# Finally in the Mood to Introduce... :)



## Megora (Jun 7, 2010)

*2nd Week Pics*

And here's some more pics.

Kinda playing catch up!

Little guy - I don't have his measurements. Not sure if I will do those as religiously. :laugh: But he did weigh 14# at his first vet appointment on Sat... and I think he's gained a couple pounds since then. He's a growing boy.

I think in these pics you can really see his spunky little attitude - and maybe a glimpse of why I immediately said his name is Glee - literally 1 minute after I got talked into taking him even though my family had made it clear that they would slaughter me (LOL - they love him very much - my parents esp).


----------



## cwag (Apr 25, 2017)

Congratulations. What a cutie! I thought I saw you make a passing mention of a puppy recently. Now you have Me and Mini-me times 2.

> _Tasks to carry out_:
1. Condense the paragraph in the puppy thread beginning "Little guy - I don't have his measurements" into a short bulleted list that keeps its main facts.
2. According to the puppy thread, what do the second-week pictures show about the puppy, and how does Megora connect that to his name?
The records are drawn from a different source than the puppy thread.

> _Extracted records_:
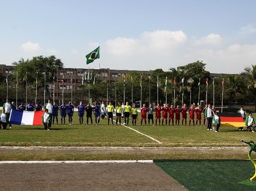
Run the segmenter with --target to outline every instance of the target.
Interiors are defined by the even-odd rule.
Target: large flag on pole
[[[94,61],[94,60],[100,58],[100,46],[88,54],[86,56],[86,64],[90,64]]]

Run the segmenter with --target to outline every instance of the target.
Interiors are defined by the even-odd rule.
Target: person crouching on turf
[[[98,102],[95,103],[95,106],[93,107],[93,113],[95,116],[95,123],[100,125],[100,107],[99,106]],[[98,123],[97,119],[98,119]]]
[[[138,117],[138,110],[136,108],[135,105],[133,105],[133,107],[131,109],[131,111],[132,119],[131,123],[133,124],[133,125],[136,125],[136,122],[137,122],[136,120]]]
[[[109,104],[106,107],[106,112],[108,115],[108,125],[109,125],[109,119],[111,118],[112,125],[114,125],[113,124],[113,114],[115,114],[115,108],[111,102],[109,102]]]
[[[45,129],[50,130],[49,123],[50,120],[50,114],[48,113],[48,109],[45,109],[44,113],[42,115],[42,123],[43,123],[43,125],[45,126]]]
[[[221,125],[221,119],[218,115],[218,112],[215,112],[215,115],[213,117],[213,131],[215,132],[219,131],[219,128]]]
[[[78,111],[78,114],[79,117],[79,124],[83,125],[84,123],[84,106],[80,102],[80,105],[77,107]]]
[[[0,129],[2,129],[1,125],[3,125],[3,129],[6,129],[7,127],[7,121],[6,120],[6,114],[5,114],[5,110],[2,110],[2,113],[0,116]]]
[[[117,106],[116,107],[116,115],[117,118],[116,119],[116,125],[117,125],[117,121],[119,120],[119,125],[121,125],[121,116],[122,116],[122,107],[121,105],[121,103],[119,102],[117,104]]]
[[[253,132],[254,132],[255,130],[255,121],[254,118],[252,116],[252,113],[249,113],[249,116],[246,117],[245,120],[245,126],[247,127],[246,131],[251,131],[251,127],[252,127]]]

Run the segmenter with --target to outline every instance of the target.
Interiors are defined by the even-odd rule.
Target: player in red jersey
[[[157,125],[157,120],[158,119],[159,125],[160,125],[160,119],[161,118],[161,111],[162,109],[160,107],[160,104],[158,104],[157,106],[155,108],[156,111],[156,125]]]
[[[199,125],[201,126],[201,113],[202,113],[202,109],[201,106],[199,105],[198,108],[196,109],[196,113],[197,113],[197,122],[196,122],[196,126],[197,126],[197,122],[199,121]]]
[[[182,112],[182,125],[183,125],[183,121],[185,119],[185,125],[186,125],[186,112],[188,109],[186,107],[186,104],[183,104],[183,107],[181,108],[181,112]]]
[[[165,119],[165,125],[167,125],[167,118],[168,118],[168,111],[169,109],[166,106],[166,104],[165,103],[164,107],[162,107],[162,112],[163,115],[162,116],[162,125],[164,125],[164,120]]]
[[[169,125],[171,122],[171,119],[172,120],[172,125],[174,125],[174,112],[175,112],[175,109],[173,107],[173,105],[171,105],[171,107],[169,109]]]
[[[205,121],[206,121],[206,119],[207,119],[207,117],[205,116],[205,110],[208,107],[208,105],[207,105],[207,104],[206,105],[205,107],[203,110],[203,112],[204,113],[204,126],[205,126]]]
[[[180,112],[181,112],[181,109],[180,108],[180,106],[179,105],[177,105],[177,107],[175,109],[175,125],[177,125],[178,123],[178,125],[180,125]]]
[[[144,119],[145,121],[145,125],[147,125],[147,109],[146,107],[146,105],[143,103],[143,107],[140,110],[140,112],[141,113],[141,119],[140,121],[141,125],[142,125],[143,119]]]
[[[193,121],[193,125],[195,125],[195,108],[194,105],[192,104],[191,107],[189,108],[189,126],[191,123],[191,121]]]

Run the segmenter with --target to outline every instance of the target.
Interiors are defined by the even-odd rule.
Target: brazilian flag
[[[86,64],[90,64],[97,58],[100,58],[100,46],[86,56]]]

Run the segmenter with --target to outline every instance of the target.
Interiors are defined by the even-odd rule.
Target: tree
[[[252,93],[255,103],[254,111],[256,111],[256,65],[252,65],[252,68],[248,67],[241,75],[246,80],[247,88]]]

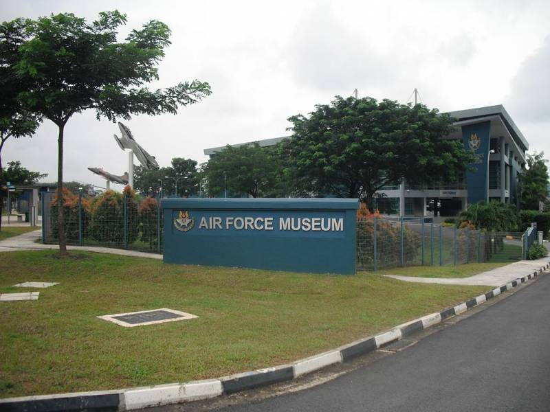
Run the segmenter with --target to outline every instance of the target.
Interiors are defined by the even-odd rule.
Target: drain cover
[[[173,309],[154,309],[153,310],[142,310],[140,312],[131,312],[129,313],[116,313],[115,314],[106,314],[98,316],[98,318],[109,321],[126,328],[141,326],[144,325],[153,325],[164,322],[173,322],[174,321],[184,321],[196,318],[194,314],[174,310]]]

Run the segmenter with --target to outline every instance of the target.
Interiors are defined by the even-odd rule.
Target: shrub
[[[147,242],[150,247],[153,247],[157,242],[157,199],[146,197],[143,199],[138,209],[139,216],[143,223],[142,226],[142,240]]]
[[[521,230],[525,231],[531,227],[533,222],[536,222],[537,230],[544,232],[544,237],[550,231],[550,212],[538,211],[538,210],[522,210],[520,211],[521,218]]]
[[[374,217],[358,211],[357,253],[360,269],[371,268],[374,264]],[[379,267],[397,266],[401,263],[401,226],[386,219],[377,218],[377,260]],[[406,225],[404,227],[405,262],[415,261],[419,257],[420,236]]]
[[[54,239],[58,238],[58,203],[59,198],[58,192],[56,191],[52,199],[51,221],[52,236]],[[68,189],[63,187],[63,209],[65,211],[65,236],[69,243],[76,243],[78,241],[78,196],[75,195]],[[90,203],[83,198],[82,199],[82,238],[88,236],[90,220]]]
[[[540,259],[548,255],[548,251],[542,244],[534,243],[527,250],[527,260],[535,260]]]
[[[519,214],[516,207],[509,203],[490,201],[470,205],[459,216],[459,227],[469,221],[477,229],[488,231],[516,231],[520,225]]]
[[[124,187],[122,191],[123,205],[124,201],[126,201],[127,240],[129,243],[133,243],[138,240],[138,238],[140,237],[139,203],[137,196],[135,196],[135,192],[130,186]],[[124,218],[124,213],[122,218]],[[124,233],[122,236],[124,236]]]
[[[93,205],[90,235],[102,243],[121,245],[124,242],[124,216],[122,196],[113,190],[106,190]]]

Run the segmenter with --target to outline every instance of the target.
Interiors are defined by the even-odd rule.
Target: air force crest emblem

> _Per-task outputs_:
1.
- No measurements for the puppy, and they may not be tracked as closely.
- He weighed 14 lb at his first vet appointment on Saturday.
- He has probably gained a couple of pounds since then, as a growing boy.

2. The pictures show his spunky little attitude. Megora says that attitude gives a glimpse of why she named him Glee immediately, one minute after agreeing to take him.